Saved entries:
BEGIN

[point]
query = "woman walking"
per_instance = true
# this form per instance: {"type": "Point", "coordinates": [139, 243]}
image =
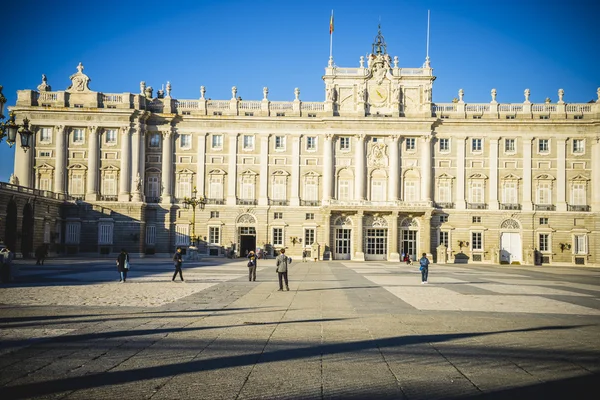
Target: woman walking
{"type": "Point", "coordinates": [123, 265]}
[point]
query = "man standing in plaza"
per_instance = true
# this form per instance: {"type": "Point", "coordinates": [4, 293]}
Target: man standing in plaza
{"type": "Point", "coordinates": [282, 264]}
{"type": "Point", "coordinates": [424, 267]}
{"type": "Point", "coordinates": [177, 261]}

END

Assigned task:
Without the pictures, reproduce the entries exactly.

Worked solution:
[point]
query = "woman walking"
per_instance = true
# this form per instance: {"type": "Point", "coordinates": [139, 243]}
image =
Target: woman walking
{"type": "Point", "coordinates": [123, 265]}
[point]
query = "man standing in plaza"
per_instance = true
# this form per instance: {"type": "Point", "coordinates": [4, 293]}
Target: man standing in plaza
{"type": "Point", "coordinates": [282, 264]}
{"type": "Point", "coordinates": [424, 267]}
{"type": "Point", "coordinates": [177, 261]}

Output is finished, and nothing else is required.